# [GIVEN TASK A]
In the thread on stinky breath, reproduce the passage from "What variety of" up to and including "on the beef.", substituting "chicken" for "surf n turf".
# [GIVEN TASK B]
Answer these questions about the thread on stinky breath.
(i) How often does Chloe get a bone?
(ii) According to the vet who advised the poster 23083, what causes bad breath in many small dogs?
(iii) When were Chloe's anal glands last checked?
# [GIVEN TASK C]
Summarize the thread on stinky breath in two sentences.

# [EXCERPT PROVIDED]
·····
# Stinky breath



## OzChi (Oct 26, 2011)

Chloe has stinky breath! i'm very annoyed at this because she has perfectly clean teeth owing to the fact that she has a bone twice a week, a piece of duck jerky every day and bully sticks available constantly. She is on a mix of ZiwiPeak and raw so it shouldn't be from her diet either. What could be causing her to have bad breath? Axle's doesn't smell at all BTW...


----------



## Brodysmom (Jan 8, 2009)

How old is she? If she is still losing puppy teeth, that is the cause. As the puppy teeth loosen, they start to stink. Once all the baby teeth are out, her mouth should freshen right up.


----------



## AussieLass (Mar 1, 2012)

Besides the teething, are you sure she's not eating poop when you're away?


----------



## OzChi (Oct 26, 2011)

She turns 6 months on Wednesday and as far as I can see she hasn't lost any teeth yet so that could be it. 

I've never seen her eat poop and there is always poop there when I get home so I don't think it's that (I hope not coz she licks my face a LOT!)


----------



## AussieLass (Mar 1, 2012)

How weird, I thought they lost their teeth by 6 months or thereabouts. That is why the Vets have all told me to wait for desexing on my x 3 so they've all lost the teeth they're going to, so those that aren't coming out can be removed under the same anaesthetic to save having to go under twice.

Various vets have also said I should wiggle them out like kids do with theirs but I doubt I'll be doing that.


----------



## OzChi (Oct 26, 2011)

Axle only just started losing his and he is 8 months this week. He has lost his top ones but he has 4 bottom canines still and a few doubled up of the tiny little teeth at the front. I probably could have wobbled out his top Canines but I just gave him some bully sticks and they were gone within an day or 2 of first becomming loose.


----------



## 23083 (Sep 22, 2011)

Pico is our first small dog. I was mystified as to why he still had bad breath after a dental cleaning. The vet told me that many small dogs have bad breath from their stomach acid and that feeding frequent small meals helps. This isnt practical for me so I do all the things you do plus use a fresh breath water additive and it REALLY helps!


----------



## Dexiehuahua (Feb 19, 2012)

Have you had her anal glands checked? I know that's the only time my chis breath stinks..


----------



## Reese and Miley (Jun 24, 2010)

What variety of ZP do you feed? Mine eat Stella and Chewys, normally just the "super beef" kind but sometimes when theyre out of it I buy the surf n turf. For whatever reason Reese has RANCID breath on any fishy formulas, always goes away when he's back on the beef. 
I second anal glands too!


----------



## OzChi (Oct 26, 2011)

> Reese has RANCID breath on any fishy formulas


She's on venison and fish actually, and she has had raw salmon for her dinner the last couple of days too so it could be that. I've bought a 5kg bag so she's going to be on it for a while!

I doubt it's anal glands. They were checked about 2 months ago and were fine and she has been on ZP since then which is very good at minimizing them as it gives them such small firm poop.


----------
·····
# [GIVEN ENTRIES]
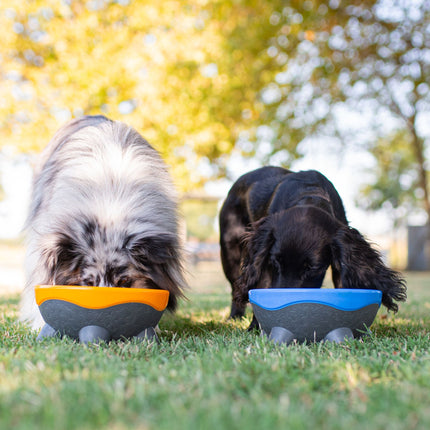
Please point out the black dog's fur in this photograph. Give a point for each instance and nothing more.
·····
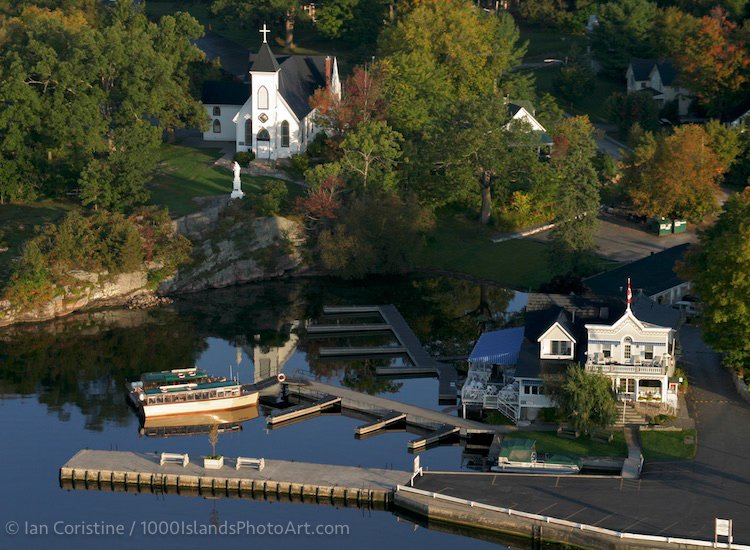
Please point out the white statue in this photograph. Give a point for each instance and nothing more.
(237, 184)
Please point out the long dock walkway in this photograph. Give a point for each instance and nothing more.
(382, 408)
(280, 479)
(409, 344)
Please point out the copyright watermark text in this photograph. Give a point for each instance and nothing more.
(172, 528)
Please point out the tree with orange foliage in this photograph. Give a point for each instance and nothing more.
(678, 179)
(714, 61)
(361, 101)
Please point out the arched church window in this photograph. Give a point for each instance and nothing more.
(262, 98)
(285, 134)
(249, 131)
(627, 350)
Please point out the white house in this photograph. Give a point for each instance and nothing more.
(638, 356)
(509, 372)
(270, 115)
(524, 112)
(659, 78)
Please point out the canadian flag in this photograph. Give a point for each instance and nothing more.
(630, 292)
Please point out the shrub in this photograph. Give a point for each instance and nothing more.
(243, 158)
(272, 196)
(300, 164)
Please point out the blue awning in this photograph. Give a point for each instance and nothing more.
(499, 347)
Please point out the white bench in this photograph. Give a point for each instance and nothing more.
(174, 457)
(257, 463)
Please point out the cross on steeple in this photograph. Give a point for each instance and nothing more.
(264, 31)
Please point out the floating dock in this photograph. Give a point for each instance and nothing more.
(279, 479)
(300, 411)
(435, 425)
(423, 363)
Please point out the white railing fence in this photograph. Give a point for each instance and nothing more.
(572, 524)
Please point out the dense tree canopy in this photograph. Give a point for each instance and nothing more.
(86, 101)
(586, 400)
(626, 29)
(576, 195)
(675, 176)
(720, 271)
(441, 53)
·····
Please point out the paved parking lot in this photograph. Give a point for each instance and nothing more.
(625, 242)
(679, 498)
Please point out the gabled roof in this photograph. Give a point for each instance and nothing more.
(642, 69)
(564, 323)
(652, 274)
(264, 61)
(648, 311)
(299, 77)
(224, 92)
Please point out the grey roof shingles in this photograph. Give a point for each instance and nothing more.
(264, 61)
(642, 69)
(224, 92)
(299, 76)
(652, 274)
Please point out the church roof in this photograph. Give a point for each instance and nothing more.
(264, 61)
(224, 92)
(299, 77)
·····
# [FULL SOLUTION A]
What variety of ZP do you feed? Mine eat Stella and Chewys, normally just the "super beef" kind but sometimes when theyre out of it I buy the chicken. For whatever reason Reese has RANCID breath on any fishy formulas, always goes away when he's back on the beef.

# [FULL SOLUTION B]
(i) Twice a week.
(ii) Their stomach acid.
(iii) About 2 months ago.

# [FULL SOLUTION C]
OzChi asks why Chloe has bad breath despite clean teeth and a diet of ZiwiPeak and raw food. Replies suggest loose puppy teeth, eating poop, stomach acid, anal glands, or fishy formulas, and OzChi replies that Chloe eats venison and fish and has recently had raw salmon, so the fish could be the cause.